Vol. 39, No.5 (2011)



表 題 水道水の電解水による環境微生物の殺菌効果(ノート)
著 者 児玉佑希子,渡辺瑞希,竹下朱美,小島栄一,庄野信浩,森山康司(TOTO(株)総合研究所)
掲 載 防菌防黴,Vol.39,No.5,pp.279-283(2011)

電解質を添加せず直接無隔膜で水道水を電気分解すると,低濃度の遊離塩素を含有する電解水が得られる。この電解水の4種の環境微生物に対する殺菌効果を検討した。その結果,中性(pH7.0)の電解水では環境微生物の菌種によって殺菌効果に違いが認められた。すなわち,電解水中の遊離塩素濃度が0.3mg/l以上であればM. extorquens以外の細菌に対しては1分以内で,0.5mg/l以上であればM. extorquensを含む全ての細菌に対して1分以内に完全に不活化できることが分かった。また,弱アルカリ性(pH9.0)では若干殺菌効果の低下が認められて検出限界以下となるまでに1分~10分を要した。一方,弱酸性(pH5.0)では全ての菌種において接触30秒で検出限界以下となった。これらの結果より,水道水を単純に電気分解して得られた電解水であっても,数秒から数分程度で十分な殺菌効果を得られることが分かった。水道水の電解水は電解質を必要とせず,元来含まれている塩化物イオンを利用しているため,特別な装置を必要としない。したがって,水まわり等の生活環境における衛生管理に有効に利用できるものと期待される。
○ ○ ○ ○ ○
## 課題
上の文章(電解水の殺菌効果についての論文紹介)に書かれている著者の名前をすべて挙げてください。
○ ○ ○ ○ ○
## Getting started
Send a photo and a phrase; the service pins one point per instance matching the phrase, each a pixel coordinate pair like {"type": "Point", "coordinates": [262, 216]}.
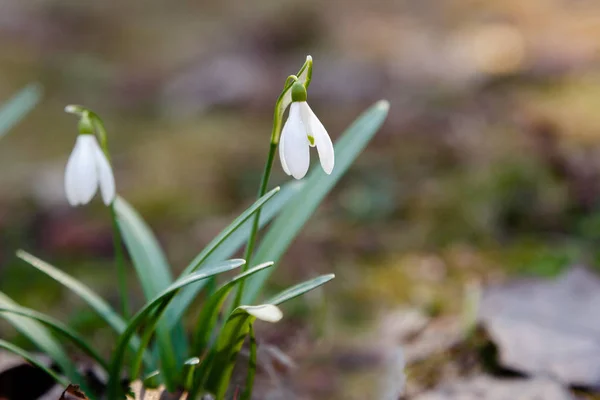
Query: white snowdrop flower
{"type": "Point", "coordinates": [301, 131]}
{"type": "Point", "coordinates": [87, 169]}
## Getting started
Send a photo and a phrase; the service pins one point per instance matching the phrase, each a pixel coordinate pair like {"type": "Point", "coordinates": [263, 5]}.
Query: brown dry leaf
{"type": "Point", "coordinates": [159, 393]}
{"type": "Point", "coordinates": [548, 327]}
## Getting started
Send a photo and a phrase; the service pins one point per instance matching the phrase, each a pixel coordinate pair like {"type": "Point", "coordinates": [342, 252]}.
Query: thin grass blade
{"type": "Point", "coordinates": [228, 242]}
{"type": "Point", "coordinates": [229, 344]}
{"type": "Point", "coordinates": [289, 223]}
{"type": "Point", "coordinates": [97, 303]}
{"type": "Point", "coordinates": [154, 274]}
{"type": "Point", "coordinates": [160, 301]}
{"type": "Point", "coordinates": [59, 327]}
{"type": "Point", "coordinates": [300, 289]}
{"type": "Point", "coordinates": [247, 395]}
{"type": "Point", "coordinates": [207, 319]}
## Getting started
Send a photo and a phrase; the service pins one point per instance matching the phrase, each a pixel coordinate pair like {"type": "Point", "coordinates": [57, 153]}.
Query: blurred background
{"type": "Point", "coordinates": [486, 169]}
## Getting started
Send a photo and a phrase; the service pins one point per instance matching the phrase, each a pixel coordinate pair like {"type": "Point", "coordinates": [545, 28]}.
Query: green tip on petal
{"type": "Point", "coordinates": [85, 125]}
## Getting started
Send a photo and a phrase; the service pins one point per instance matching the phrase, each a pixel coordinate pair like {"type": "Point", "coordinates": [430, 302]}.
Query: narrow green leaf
{"type": "Point", "coordinates": [97, 303]}
{"type": "Point", "coordinates": [22, 353]}
{"type": "Point", "coordinates": [247, 395]}
{"type": "Point", "coordinates": [229, 241]}
{"type": "Point", "coordinates": [43, 339]}
{"type": "Point", "coordinates": [160, 302]}
{"type": "Point", "coordinates": [154, 274]}
{"type": "Point", "coordinates": [230, 342]}
{"type": "Point", "coordinates": [300, 289]}
{"type": "Point", "coordinates": [207, 319]}
{"type": "Point", "coordinates": [18, 106]}
{"type": "Point", "coordinates": [59, 327]}
{"type": "Point", "coordinates": [289, 223]}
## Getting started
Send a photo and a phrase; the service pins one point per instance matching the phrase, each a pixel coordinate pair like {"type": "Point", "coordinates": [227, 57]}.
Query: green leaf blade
{"type": "Point", "coordinates": [154, 274]}
{"type": "Point", "coordinates": [27, 356]}
{"type": "Point", "coordinates": [41, 338]}
{"type": "Point", "coordinates": [207, 319]}
{"type": "Point", "coordinates": [318, 184]}
{"type": "Point", "coordinates": [160, 301]}
{"type": "Point", "coordinates": [97, 303]}
{"type": "Point", "coordinates": [238, 232]}
{"type": "Point", "coordinates": [300, 289]}
{"type": "Point", "coordinates": [58, 326]}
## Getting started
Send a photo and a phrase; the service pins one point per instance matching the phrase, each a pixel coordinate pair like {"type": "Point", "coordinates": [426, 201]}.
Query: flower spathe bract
{"type": "Point", "coordinates": [87, 169]}
{"type": "Point", "coordinates": [301, 131]}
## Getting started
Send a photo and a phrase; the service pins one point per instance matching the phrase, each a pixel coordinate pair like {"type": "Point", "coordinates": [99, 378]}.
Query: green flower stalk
{"type": "Point", "coordinates": [294, 92]}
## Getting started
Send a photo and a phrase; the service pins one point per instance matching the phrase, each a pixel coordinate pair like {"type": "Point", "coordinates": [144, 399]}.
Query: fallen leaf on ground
{"type": "Point", "coordinates": [548, 327]}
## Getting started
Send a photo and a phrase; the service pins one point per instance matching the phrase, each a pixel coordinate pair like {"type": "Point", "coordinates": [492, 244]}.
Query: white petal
{"type": "Point", "coordinates": [281, 155]}
{"type": "Point", "coordinates": [322, 139]}
{"type": "Point", "coordinates": [71, 188]}
{"type": "Point", "coordinates": [86, 176]}
{"type": "Point", "coordinates": [105, 176]}
{"type": "Point", "coordinates": [295, 146]}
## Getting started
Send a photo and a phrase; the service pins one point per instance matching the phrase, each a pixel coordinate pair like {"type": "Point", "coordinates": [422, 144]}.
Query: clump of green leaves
{"type": "Point", "coordinates": [152, 345]}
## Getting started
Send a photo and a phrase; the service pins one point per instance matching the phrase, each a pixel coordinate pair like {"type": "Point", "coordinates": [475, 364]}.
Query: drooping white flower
{"type": "Point", "coordinates": [87, 169]}
{"type": "Point", "coordinates": [301, 131]}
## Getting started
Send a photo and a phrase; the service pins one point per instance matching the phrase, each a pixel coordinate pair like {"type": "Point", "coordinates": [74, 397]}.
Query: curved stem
{"type": "Point", "coordinates": [118, 249]}
{"type": "Point", "coordinates": [255, 222]}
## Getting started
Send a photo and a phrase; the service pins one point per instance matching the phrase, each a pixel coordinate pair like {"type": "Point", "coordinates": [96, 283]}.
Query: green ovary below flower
{"type": "Point", "coordinates": [301, 131]}
{"type": "Point", "coordinates": [87, 169]}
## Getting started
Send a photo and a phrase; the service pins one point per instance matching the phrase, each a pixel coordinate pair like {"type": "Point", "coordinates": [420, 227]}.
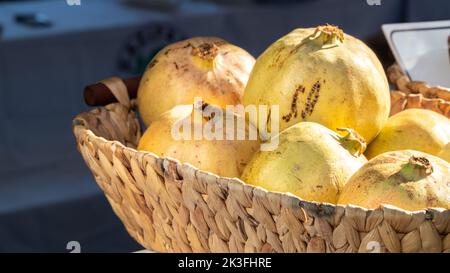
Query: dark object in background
{"type": "Point", "coordinates": [99, 94]}
{"type": "Point", "coordinates": [88, 221]}
{"type": "Point", "coordinates": [33, 19]}
{"type": "Point", "coordinates": [379, 45]}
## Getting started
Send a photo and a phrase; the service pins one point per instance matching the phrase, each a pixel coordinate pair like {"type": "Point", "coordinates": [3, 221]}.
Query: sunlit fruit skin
{"type": "Point", "coordinates": [392, 178]}
{"type": "Point", "coordinates": [206, 67]}
{"type": "Point", "coordinates": [222, 157]}
{"type": "Point", "coordinates": [445, 152]}
{"type": "Point", "coordinates": [310, 162]}
{"type": "Point", "coordinates": [415, 129]}
{"type": "Point", "coordinates": [332, 82]}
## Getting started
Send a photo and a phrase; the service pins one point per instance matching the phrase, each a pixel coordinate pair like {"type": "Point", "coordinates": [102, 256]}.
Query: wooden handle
{"type": "Point", "coordinates": [99, 94]}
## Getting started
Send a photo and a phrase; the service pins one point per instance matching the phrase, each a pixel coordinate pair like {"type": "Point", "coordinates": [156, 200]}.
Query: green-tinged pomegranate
{"type": "Point", "coordinates": [321, 75]}
{"type": "Point", "coordinates": [445, 152]}
{"type": "Point", "coordinates": [407, 179]}
{"type": "Point", "coordinates": [197, 135]}
{"type": "Point", "coordinates": [413, 129]}
{"type": "Point", "coordinates": [311, 161]}
{"type": "Point", "coordinates": [205, 67]}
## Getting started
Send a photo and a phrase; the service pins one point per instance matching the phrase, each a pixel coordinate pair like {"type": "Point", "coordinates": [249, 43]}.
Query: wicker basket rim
{"type": "Point", "coordinates": [321, 209]}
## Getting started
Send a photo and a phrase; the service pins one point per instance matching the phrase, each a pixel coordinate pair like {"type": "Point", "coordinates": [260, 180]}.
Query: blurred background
○ ○ ○ ○ ○
## 回答
児玉佑希子、渡辺瑞希、竹下朱美、小島栄一、庄野信浩、森山康司